** Directions **
Every record that follows should appear again in your answer, exactly the same.

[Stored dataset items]
::::

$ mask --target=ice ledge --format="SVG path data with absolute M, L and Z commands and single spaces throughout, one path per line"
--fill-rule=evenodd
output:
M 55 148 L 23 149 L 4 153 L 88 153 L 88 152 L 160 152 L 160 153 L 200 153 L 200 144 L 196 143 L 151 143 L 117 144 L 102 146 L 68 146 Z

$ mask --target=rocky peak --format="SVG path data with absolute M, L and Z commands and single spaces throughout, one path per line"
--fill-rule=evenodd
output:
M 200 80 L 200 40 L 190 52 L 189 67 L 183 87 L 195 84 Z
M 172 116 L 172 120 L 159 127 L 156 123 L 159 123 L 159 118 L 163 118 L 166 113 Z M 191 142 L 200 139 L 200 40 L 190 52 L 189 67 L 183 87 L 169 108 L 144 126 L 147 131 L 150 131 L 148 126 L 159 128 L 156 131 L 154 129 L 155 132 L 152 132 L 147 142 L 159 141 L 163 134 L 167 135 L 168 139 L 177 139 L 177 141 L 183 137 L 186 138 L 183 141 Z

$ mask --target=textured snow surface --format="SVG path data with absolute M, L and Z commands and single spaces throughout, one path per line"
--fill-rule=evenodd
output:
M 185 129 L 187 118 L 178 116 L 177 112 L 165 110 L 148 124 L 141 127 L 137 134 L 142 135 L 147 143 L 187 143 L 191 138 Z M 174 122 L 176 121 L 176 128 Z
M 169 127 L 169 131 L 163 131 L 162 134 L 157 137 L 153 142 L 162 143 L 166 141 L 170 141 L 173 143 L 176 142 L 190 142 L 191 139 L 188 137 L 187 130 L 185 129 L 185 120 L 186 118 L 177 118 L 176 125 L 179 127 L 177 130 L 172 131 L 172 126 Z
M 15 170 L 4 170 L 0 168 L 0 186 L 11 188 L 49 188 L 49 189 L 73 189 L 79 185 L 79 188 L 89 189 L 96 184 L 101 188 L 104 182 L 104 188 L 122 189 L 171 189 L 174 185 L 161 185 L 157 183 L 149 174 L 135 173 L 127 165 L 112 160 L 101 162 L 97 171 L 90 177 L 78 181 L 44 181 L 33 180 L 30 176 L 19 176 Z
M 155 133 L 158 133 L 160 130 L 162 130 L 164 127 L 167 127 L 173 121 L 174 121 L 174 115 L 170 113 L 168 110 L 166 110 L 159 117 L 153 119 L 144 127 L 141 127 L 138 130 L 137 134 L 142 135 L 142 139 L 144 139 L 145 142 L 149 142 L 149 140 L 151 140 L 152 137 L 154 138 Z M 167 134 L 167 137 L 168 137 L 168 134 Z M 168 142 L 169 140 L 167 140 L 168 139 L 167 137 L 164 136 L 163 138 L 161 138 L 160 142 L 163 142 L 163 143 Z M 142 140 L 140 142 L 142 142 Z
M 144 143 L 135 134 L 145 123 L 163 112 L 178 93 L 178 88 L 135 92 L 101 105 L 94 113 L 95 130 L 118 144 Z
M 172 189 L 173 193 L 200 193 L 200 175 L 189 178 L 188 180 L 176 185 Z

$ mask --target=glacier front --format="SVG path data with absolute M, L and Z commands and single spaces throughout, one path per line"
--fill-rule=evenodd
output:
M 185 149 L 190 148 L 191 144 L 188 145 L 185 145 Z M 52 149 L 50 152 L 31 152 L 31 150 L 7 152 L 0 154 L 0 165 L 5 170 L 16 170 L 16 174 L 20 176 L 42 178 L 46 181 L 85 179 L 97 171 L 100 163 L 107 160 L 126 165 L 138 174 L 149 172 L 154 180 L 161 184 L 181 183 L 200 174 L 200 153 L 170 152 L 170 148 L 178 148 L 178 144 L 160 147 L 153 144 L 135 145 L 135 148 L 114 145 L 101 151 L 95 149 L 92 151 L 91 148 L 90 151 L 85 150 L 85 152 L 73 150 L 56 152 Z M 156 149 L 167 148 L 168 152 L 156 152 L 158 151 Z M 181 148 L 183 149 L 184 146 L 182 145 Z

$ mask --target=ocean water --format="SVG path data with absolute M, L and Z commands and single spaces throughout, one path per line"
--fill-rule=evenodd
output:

::::

** Response to this exercise **
$ mask --target=ice ledge --format="SVG path data with absolute M, L and Z commands and single spaces throughout, one path per line"
--fill-rule=evenodd
output:
M 55 148 L 23 149 L 4 153 L 88 153 L 88 152 L 160 152 L 160 153 L 200 153 L 200 144 L 196 143 L 151 143 L 117 144 L 102 146 L 68 146 Z

$ mask --target=rocky peak --format="SVG path data with absolute M, L and Z commands and single spaces throughout, one path per line"
--fill-rule=evenodd
output:
M 200 80 L 200 40 L 190 52 L 189 67 L 183 87 L 195 84 Z
M 172 116 L 172 120 L 159 127 L 156 123 L 159 123 L 159 118 L 163 118 L 166 113 Z M 191 142 L 200 139 L 200 40 L 190 52 L 189 67 L 183 87 L 169 108 L 144 126 L 147 131 L 150 131 L 148 126 L 159 128 L 156 131 L 154 129 L 155 132 L 152 132 L 147 142 L 159 141 L 163 134 L 167 135 L 168 139 L 177 139 L 177 141 L 183 137 L 186 138 L 183 141 Z

$ mask --target=textured snow surface --format="SVG path data with absolute M, L and Z commands and single spaces throughout, one path per line"
--fill-rule=evenodd
output:
M 185 129 L 187 118 L 178 116 L 177 112 L 165 110 L 148 124 L 141 127 L 137 134 L 142 135 L 147 143 L 187 143 L 191 138 Z M 174 122 L 176 121 L 176 128 Z
M 169 127 L 169 131 L 163 131 L 162 134 L 157 137 L 153 142 L 162 143 L 166 141 L 170 141 L 173 143 L 176 142 L 190 142 L 191 139 L 188 137 L 187 130 L 185 129 L 185 120 L 186 118 L 177 118 L 176 125 L 179 127 L 177 130 L 172 131 L 172 126 Z
M 15 170 L 4 170 L 0 168 L 0 186 L 11 188 L 49 188 L 49 189 L 73 189 L 79 185 L 79 188 L 89 189 L 96 184 L 101 188 L 104 182 L 104 188 L 122 189 L 171 189 L 174 185 L 161 185 L 157 183 L 149 174 L 135 173 L 127 165 L 112 160 L 101 162 L 97 171 L 90 177 L 78 181 L 44 181 L 33 180 L 30 176 L 19 176 Z
M 155 133 L 158 133 L 160 130 L 162 130 L 164 127 L 167 127 L 173 121 L 174 121 L 174 115 L 170 113 L 168 110 L 166 110 L 159 117 L 153 119 L 144 127 L 141 127 L 138 130 L 137 134 L 142 135 L 142 139 L 144 139 L 145 142 L 149 142 L 149 140 L 151 140 L 152 137 L 154 138 Z M 167 134 L 167 137 L 168 137 L 168 134 Z M 168 142 L 169 140 L 167 140 L 168 139 L 167 137 L 164 136 L 163 138 L 161 138 L 160 142 L 163 142 L 163 143 Z M 142 140 L 140 142 L 142 142 Z
M 144 143 L 135 134 L 145 123 L 163 112 L 178 93 L 178 88 L 135 92 L 101 105 L 94 113 L 95 130 L 118 144 Z
M 172 189 L 173 193 L 200 193 L 200 175 L 189 178 L 188 180 L 176 185 Z

$ mask --target=glacier front --format="SVG path data with absolute M, L and Z commands and single spaces throughout, one path per line"
--fill-rule=evenodd
output:
M 185 149 L 190 148 L 191 144 L 188 145 L 185 145 Z M 52 149 L 50 152 L 31 152 L 31 150 L 7 152 L 0 154 L 0 165 L 5 170 L 16 170 L 16 174 L 20 176 L 42 178 L 46 181 L 85 179 L 97 171 L 100 163 L 107 160 L 126 165 L 138 174 L 149 172 L 154 180 L 161 184 L 181 183 L 200 174 L 200 153 L 170 152 L 170 148 L 178 148 L 178 144 L 160 147 L 153 144 L 135 145 L 135 148 L 114 145 L 101 151 L 95 149 L 92 151 L 91 148 L 90 151 L 85 150 L 85 152 L 73 150 L 56 152 Z M 156 149 L 167 148 L 168 152 L 156 152 L 158 151 Z M 181 148 L 183 149 L 184 146 L 182 145 Z

$ mask --target=ocean water --format="SVG path data with absolute M, L and Z commands and single spaces throughout, one path per line"
--fill-rule=evenodd
output:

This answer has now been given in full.